TASK DESCRIPTION: In the passage on hyperparameter optimization, write out the stretch from "(Yang & Shami, Reference Yang and Shami2020) Examples" through "or LASSO regression.".

EXCERPTED PASSAGE:
BEGIN

3.13. Hyperparameter Optimisation
Most machine learning models have two types of parameters: model parameters and hyperparameters. Model parameters (e.g. the weights of neurons in Neural Networks) are learned and optimised during model training. Hyperparameters, in contrast, must be set before model training and control the behaviours of learning algorithms (Goodfellow et al., Reference Goodfellow, Bengio and Courville2016, pp. 120–121).
(Yang & Shami, Reference Yang and Shami2020) Examples of hyperparameters include:
-
• penalty parameter and kernel types in Support Vector Machines
-
• learning rate, activation function and optimiser in Neural Networks
-
• regularisation strength in ridge or LASSO regression.
Hyperparameter optimisation (HPO) aims to find the best set of hyperparameters to optimise model performance. Due to the large possible number of combinations involved in most HPO, manual testing is impractical. Automated HPO methods are needed to efficiently search the hyperparameter space (Yang & Shami, Reference Yang and Shami2020). There are various methods employed in automated HPO, each with their own strengths and weaknesses.
We can broadly categorise them into the ones that consider each trial independently (grid and random search) and the ones that learn from previous results (Bayesian optimisation):
-
1. Grid search entails an exhaustive search in a pre-defined parameter grid. Each combination of hyperparameters from the grid is tested to find an optimal set of hyperparameters. Although this procedure is easy to implement, it can be computationally expensive because it needs to search over a large number of hyperparameter combinations to find an optimal set.

END

(Data items)
BEGIN

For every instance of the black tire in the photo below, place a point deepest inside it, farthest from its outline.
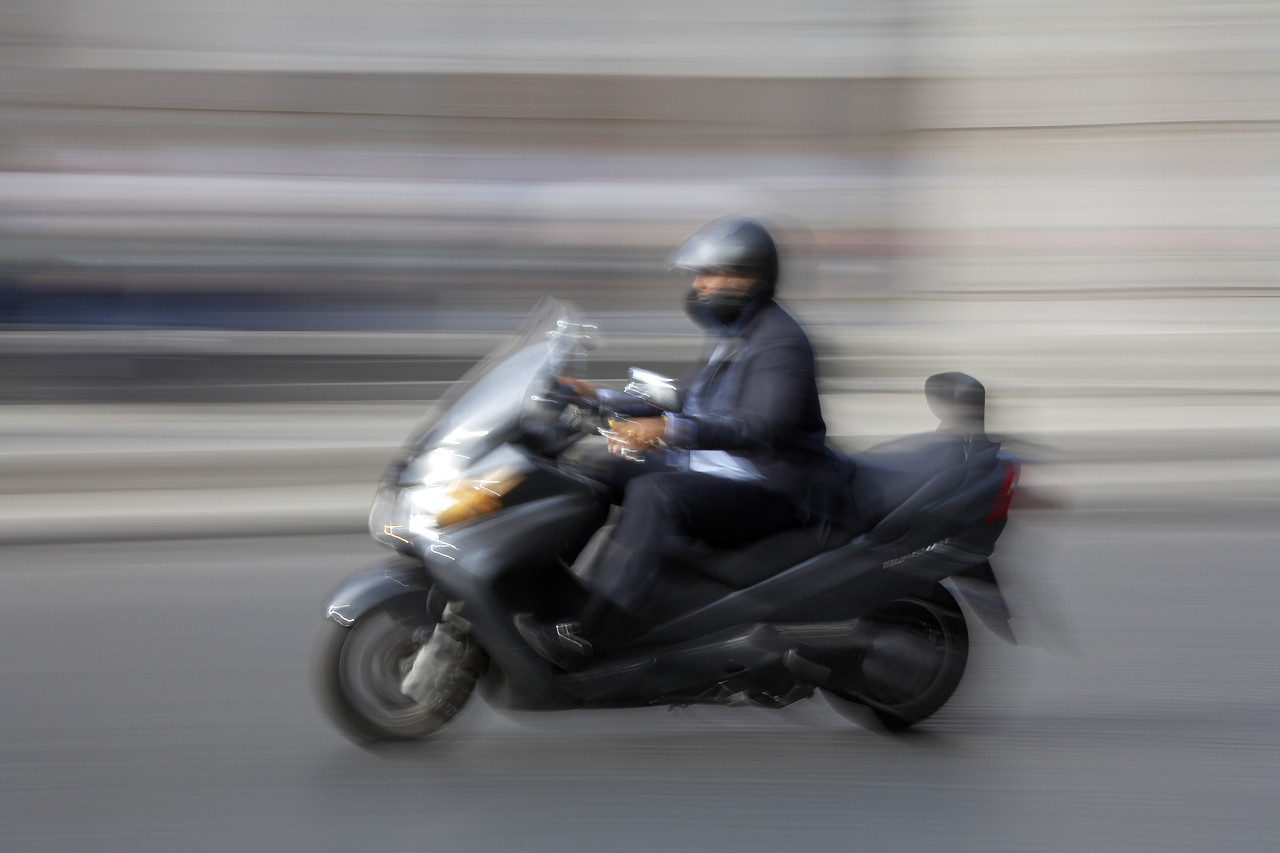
(357, 673)
(914, 662)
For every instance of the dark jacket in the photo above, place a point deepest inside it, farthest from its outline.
(760, 404)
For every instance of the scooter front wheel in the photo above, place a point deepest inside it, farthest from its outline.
(360, 670)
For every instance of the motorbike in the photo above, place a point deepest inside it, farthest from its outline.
(489, 515)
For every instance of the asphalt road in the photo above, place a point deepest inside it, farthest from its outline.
(155, 698)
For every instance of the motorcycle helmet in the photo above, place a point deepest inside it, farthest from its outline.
(732, 245)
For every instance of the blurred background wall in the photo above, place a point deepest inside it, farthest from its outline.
(1031, 188)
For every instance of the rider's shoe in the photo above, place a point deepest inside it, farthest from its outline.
(560, 643)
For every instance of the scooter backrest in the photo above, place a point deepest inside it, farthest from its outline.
(959, 401)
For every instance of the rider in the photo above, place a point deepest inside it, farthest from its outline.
(743, 457)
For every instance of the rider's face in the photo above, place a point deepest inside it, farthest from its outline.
(708, 283)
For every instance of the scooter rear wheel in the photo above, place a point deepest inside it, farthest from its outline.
(359, 671)
(914, 662)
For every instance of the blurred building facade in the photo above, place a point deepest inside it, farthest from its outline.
(373, 163)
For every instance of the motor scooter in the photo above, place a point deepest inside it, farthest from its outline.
(489, 516)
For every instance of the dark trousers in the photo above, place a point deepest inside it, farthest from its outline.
(662, 509)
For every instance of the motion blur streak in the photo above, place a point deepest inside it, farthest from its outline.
(243, 243)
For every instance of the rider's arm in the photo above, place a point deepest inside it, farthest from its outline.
(780, 378)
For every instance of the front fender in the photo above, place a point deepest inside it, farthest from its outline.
(401, 584)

END

EXERCISE OUTPUT:
(Yang & Shami, Reference Yang and Shami2020) Examples of hyperparameters include:
-
• penalty parameter and kernel types in Support Vector Machines
-
• learning rate, activation function and optimiser in Neural Networks
-
• regularisation strength in ridge or LASSO regression.